● **指示 1**: リズ・フェアのアルバム紹介文によると、本作のディストリビューションを担当したレーベルはどこですか。

● **読解本文**:
************

Liz Phair “Whip-Smart”

リズ・フェア 『ウィップ・スマート』
発売: 1994年9月20日
レーベル: Matador (マタドール)
プロデュース: Brad Wood (ブラッド・ウッド)

 コネチカット州ニューヘイヴン生まれ、イリノイ州シカゴ育ちのシンガーソングライター、リズ・フェアの2ndアルバム。前作と同じく、ニューヨークのインディー・レーベル、マタドールからのリリースですが、前作の20万枚以上の大ヒットを受けて、本作はメジャーのアトランティック(Atlantic Records)がディストリビューションを担当。

 プロデュースは前作に引き続き、元シュリンプ・ボート(Shrimp Boat)のブラッド・ウッドが担当。

 ローファイ気味のざらついたサウンド・プロダクションと、無駄を削ぎ落としたアンサンブル。飾り気のない、むき出しの魅力があった前作『Exile In Guyville』と比較すると、凝ったサウンドも増え、洗練された印象の本作。

 1曲目「Chopsticks」は、ピアノの弾き語りを基本とした、穏やかなバラード。途中で挿入されるディストーション・ギターのロングトーンがアクセントになり、オルタナティヴな空気を演出。1曲目から、前作では聴かれなかったアプローチが垣間見えます。

 2曲目「Supernova」は、ワウの効いたギターを含め、各楽器が絡み合いながらグルーヴしていく、古き良きアメリカン・ロックを彷彿とさせる1曲。こちらも前作とは耳ざわりが異なる、カラフルなサウンド・プロダクションを持っています。

 3曲目「Support System」は、イントロからシンセサイザーの電子音と、クランチ気味の歯切れ良いギターが溶け合い、ゆるやかにグルーヴしていく1曲。

 6曲目「Nashville」は、空間系エフェクターの深くかかったギターがフィーチャーされた、サイケデリックな雰囲気を持った1曲。海のなかを漂うようなギター・サウンドと、金属的な響きのドラム、リズ・フェアのほどよくかすれた伸びやかなボーカルが溶け合います。

 10曲目はアルバム表題曲の「Whip-Smart」。表題曲だから、というわけでもないんでしょうが、個人的には本作のベスト・トラック。ドラッグ・シティかスリル・ジョッキーあたりの、シカゴのレーベルから出ていそうな質感の曲です。多種多様な音が組み合わせって、カラフルで立体的な、聴いていて楽しいアンサンブル。

************

● **抜粋データ**:
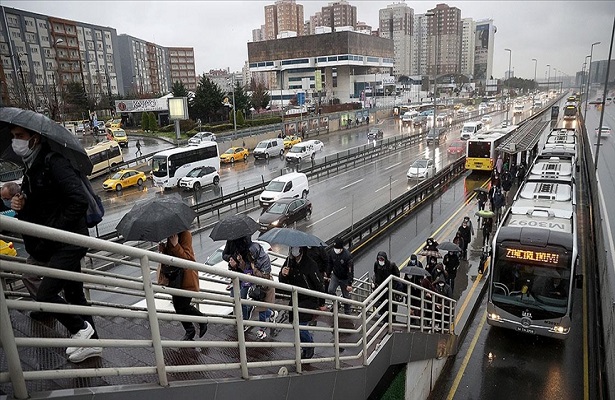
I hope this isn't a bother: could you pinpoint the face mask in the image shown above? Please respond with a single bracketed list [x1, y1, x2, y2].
[11, 139, 32, 157]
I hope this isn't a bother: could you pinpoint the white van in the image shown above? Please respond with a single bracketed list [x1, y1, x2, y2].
[461, 121, 483, 140]
[258, 172, 310, 208]
[286, 141, 316, 163]
[252, 138, 284, 160]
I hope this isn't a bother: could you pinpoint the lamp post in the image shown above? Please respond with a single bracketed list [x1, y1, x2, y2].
[504, 49, 512, 121]
[583, 42, 600, 119]
[532, 58, 538, 112]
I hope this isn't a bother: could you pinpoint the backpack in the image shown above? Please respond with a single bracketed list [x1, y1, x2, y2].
[45, 152, 105, 228]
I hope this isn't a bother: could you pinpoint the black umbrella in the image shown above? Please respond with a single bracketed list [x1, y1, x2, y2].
[438, 242, 461, 251]
[0, 107, 92, 175]
[116, 197, 196, 242]
[258, 228, 327, 247]
[209, 214, 259, 240]
[399, 265, 429, 276]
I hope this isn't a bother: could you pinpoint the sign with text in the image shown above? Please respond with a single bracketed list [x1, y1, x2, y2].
[115, 98, 169, 112]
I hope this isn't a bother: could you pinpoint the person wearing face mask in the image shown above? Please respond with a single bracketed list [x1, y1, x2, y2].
[10, 125, 102, 362]
[278, 247, 323, 359]
[374, 251, 403, 322]
[325, 238, 354, 314]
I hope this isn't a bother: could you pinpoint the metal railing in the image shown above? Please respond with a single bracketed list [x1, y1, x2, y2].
[0, 216, 456, 399]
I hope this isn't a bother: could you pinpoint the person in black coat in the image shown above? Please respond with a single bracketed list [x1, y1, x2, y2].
[374, 251, 403, 321]
[10, 125, 102, 362]
[278, 247, 323, 359]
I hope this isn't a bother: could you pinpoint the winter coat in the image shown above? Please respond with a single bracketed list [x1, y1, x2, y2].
[17, 143, 89, 262]
[158, 231, 200, 292]
[278, 254, 323, 322]
[327, 249, 354, 282]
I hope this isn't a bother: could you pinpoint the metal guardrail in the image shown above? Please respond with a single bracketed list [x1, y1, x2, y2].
[0, 216, 456, 399]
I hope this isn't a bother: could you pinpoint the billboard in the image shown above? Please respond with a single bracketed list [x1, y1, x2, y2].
[474, 23, 491, 80]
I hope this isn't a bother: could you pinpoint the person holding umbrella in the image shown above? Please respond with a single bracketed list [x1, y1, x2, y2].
[158, 230, 207, 340]
[1, 122, 102, 363]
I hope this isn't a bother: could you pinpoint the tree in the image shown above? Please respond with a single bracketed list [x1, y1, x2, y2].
[191, 75, 226, 122]
[250, 79, 271, 110]
[147, 112, 158, 132]
[141, 112, 149, 132]
[171, 81, 188, 97]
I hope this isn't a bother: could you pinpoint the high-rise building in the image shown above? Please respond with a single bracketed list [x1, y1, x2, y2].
[427, 4, 462, 76]
[378, 3, 414, 76]
[472, 19, 497, 82]
[319, 0, 357, 31]
[461, 18, 476, 76]
[118, 34, 171, 97]
[168, 47, 198, 91]
[264, 0, 304, 40]
[0, 7, 122, 112]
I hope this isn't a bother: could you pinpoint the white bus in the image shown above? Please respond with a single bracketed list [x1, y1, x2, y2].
[152, 142, 220, 189]
[85, 140, 124, 179]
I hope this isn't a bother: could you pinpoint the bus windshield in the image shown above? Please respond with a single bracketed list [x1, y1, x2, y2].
[152, 156, 168, 178]
[491, 244, 571, 318]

************

● **指示 2**: 記録から、「I hope this isn't a bother: could you pinpoint the billboard」を含む行から「[1, 122, 102, 363]」を含む行までを、両端の行も含めて一字も変えずに抜き出してください。

● **解答例 1**: メジャーのアトランティック(Atlantic Records)です。

● **解答例 2**:
I hope this isn't a bother: could you pinpoint the billboard in the image shown above? Please respond with a single bracketed list [x1, y1, x2, y2].
[474, 23, 491, 80]
I hope this isn't a bother: could you pinpoint the person holding umbrella in the image shown above? Please respond with a single bracketed list [x1, y1, x2, y2].
[158, 230, 207, 340]
[1, 122, 102, 363]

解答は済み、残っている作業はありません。